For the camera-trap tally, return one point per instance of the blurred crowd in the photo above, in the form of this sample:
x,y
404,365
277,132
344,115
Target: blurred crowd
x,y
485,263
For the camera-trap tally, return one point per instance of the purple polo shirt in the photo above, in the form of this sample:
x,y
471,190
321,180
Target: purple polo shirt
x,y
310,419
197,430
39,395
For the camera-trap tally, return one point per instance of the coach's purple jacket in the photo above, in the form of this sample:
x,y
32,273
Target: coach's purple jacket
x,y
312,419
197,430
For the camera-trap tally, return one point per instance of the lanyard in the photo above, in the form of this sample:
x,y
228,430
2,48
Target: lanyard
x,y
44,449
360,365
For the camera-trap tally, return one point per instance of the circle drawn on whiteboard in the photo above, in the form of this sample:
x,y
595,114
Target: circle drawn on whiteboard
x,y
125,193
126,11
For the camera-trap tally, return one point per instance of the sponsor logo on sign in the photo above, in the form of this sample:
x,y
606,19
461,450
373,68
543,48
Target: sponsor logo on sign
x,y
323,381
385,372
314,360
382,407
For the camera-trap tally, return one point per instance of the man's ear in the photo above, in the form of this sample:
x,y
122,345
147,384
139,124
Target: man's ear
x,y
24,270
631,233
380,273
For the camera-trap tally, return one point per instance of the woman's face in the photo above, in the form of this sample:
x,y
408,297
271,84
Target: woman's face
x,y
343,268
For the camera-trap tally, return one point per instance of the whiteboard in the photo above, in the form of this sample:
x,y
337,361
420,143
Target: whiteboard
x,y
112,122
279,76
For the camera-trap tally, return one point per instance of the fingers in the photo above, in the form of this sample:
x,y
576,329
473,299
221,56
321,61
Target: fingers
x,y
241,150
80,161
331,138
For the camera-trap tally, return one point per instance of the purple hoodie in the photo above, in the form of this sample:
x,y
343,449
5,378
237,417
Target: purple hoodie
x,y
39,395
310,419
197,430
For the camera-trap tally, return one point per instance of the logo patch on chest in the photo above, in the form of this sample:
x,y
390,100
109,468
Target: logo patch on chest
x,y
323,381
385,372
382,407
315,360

════

## [What to produce]
Your job is to transcribe the listing exactly, line for line.

## [Result of this exercise]
For the camera-trap tally, return one point per instance of the blurred crowd in the photo above, in the form of this sample:
x,y
404,365
277,132
344,115
Target: blurred crowd
x,y
485,263
For the camera-trap tally, return one point per instance of the purple polo shirt in the photo above, in the form of this sample:
x,y
471,190
321,180
Target: purple polo shirt
x,y
310,419
197,430
39,395
For the camera-trap tally, return one point per instance of the coach's purple jacket in the photo above, in the form of this sample:
x,y
32,273
Target: coach's purple jacket
x,y
312,419
197,430
For the camera-trap tally, return one point per instance of the lanyard in the photo above, in the form of this sample:
x,y
228,430
2,48
Target: lanyard
x,y
44,449
360,365
For the camera-trap tally, return one point per instance of the circle drawn on whiteboard in the photo above, in the form of this sample:
x,y
595,114
Target: circle drawn on whiteboard
x,y
125,193
126,11
For the camera-trap tally, return one point per instance of the sponsor logo on sign in the photo above, in the form of this sample:
x,y
606,19
461,450
373,68
543,48
Target: sponsor logo on sign
x,y
323,381
385,372
314,360
382,407
For the camera-trap tally, return one point per instance of the man's ear in the photo above, in the form of this sample:
x,y
122,345
147,384
139,124
Target: man's ear
x,y
24,270
631,233
380,273
For the camera-trap tally, return one point per instance of the woman's face in the photo above, in the form of this sample:
x,y
408,297
271,84
Target: woman's face
x,y
343,268
For the camera-trap tally, return one point per instance of the whiteboard in the photo above, in the form of this sample:
x,y
337,361
420,143
Target: whiteboard
x,y
112,122
279,76
For the camera-trap tally, return one point per instance of the fingers in the photo above, in the form of this sample:
x,y
576,329
473,299
221,56
321,61
Target: fingers
x,y
241,150
80,161
331,138
For the camera-trap tally, return one point per instance of the purple hoodie in the photo above, in the form of this sample:
x,y
343,449
5,378
237,417
Target: purple hoodie
x,y
39,395
310,419
197,430
For the camera-trap tally, return one point per instance of the logo patch on chest in the photo above, in the form of this sample:
x,y
390,100
109,468
Target: logo patch on chest
x,y
323,381
385,372
382,407
315,360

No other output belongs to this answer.